Ziel » Gib an, wie viele Zeilen der folgenden Datensätze die Zeichenfolge „shadow“ enthalten, und nenne dabei nur die Zahl. Groß- und Kleinschreibung ist zu beachten.
================
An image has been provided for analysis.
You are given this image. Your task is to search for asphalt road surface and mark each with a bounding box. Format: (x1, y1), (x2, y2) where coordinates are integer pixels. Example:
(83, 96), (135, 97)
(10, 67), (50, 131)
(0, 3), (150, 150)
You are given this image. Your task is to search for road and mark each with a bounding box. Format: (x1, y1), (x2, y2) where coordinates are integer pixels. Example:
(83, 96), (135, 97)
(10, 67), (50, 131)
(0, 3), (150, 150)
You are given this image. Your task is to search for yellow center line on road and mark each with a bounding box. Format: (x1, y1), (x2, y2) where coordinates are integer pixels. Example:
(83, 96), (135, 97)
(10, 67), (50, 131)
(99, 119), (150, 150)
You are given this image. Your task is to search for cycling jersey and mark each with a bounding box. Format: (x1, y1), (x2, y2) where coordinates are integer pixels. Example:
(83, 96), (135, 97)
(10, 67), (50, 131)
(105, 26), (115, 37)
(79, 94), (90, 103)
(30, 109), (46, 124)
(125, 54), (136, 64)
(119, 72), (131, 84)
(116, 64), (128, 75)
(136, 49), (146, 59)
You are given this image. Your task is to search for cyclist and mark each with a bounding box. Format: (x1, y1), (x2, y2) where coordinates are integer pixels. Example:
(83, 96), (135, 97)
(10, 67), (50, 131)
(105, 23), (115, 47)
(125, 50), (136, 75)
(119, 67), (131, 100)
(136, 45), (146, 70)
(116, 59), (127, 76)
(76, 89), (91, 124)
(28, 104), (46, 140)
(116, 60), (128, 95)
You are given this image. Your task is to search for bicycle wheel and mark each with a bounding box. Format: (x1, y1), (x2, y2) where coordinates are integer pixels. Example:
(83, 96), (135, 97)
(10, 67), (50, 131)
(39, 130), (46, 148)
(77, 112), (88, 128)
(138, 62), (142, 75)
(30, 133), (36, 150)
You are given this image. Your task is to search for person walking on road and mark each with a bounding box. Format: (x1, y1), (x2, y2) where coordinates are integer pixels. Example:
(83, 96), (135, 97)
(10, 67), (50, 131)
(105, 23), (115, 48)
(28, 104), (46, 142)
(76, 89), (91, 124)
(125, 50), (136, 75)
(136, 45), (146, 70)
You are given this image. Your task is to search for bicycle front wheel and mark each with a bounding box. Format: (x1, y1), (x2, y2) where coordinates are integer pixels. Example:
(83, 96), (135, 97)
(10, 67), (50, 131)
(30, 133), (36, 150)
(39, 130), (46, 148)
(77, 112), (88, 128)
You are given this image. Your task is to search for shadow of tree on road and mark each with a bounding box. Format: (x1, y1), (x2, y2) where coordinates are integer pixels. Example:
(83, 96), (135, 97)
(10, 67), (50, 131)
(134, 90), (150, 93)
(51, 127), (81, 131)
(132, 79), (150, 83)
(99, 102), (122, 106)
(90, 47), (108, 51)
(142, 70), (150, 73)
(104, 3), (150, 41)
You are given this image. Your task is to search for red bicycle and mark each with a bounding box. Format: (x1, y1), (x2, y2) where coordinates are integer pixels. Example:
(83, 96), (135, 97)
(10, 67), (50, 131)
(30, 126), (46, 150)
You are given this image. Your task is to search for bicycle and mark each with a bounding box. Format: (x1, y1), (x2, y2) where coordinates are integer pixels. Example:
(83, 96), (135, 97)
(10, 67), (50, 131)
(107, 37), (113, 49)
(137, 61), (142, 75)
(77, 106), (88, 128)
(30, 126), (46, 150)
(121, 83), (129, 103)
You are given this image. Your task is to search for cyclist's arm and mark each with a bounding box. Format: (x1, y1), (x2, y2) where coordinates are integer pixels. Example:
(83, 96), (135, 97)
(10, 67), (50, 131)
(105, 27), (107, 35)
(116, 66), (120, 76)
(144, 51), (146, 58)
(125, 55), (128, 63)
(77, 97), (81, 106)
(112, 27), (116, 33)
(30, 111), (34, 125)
================
Lösung » 1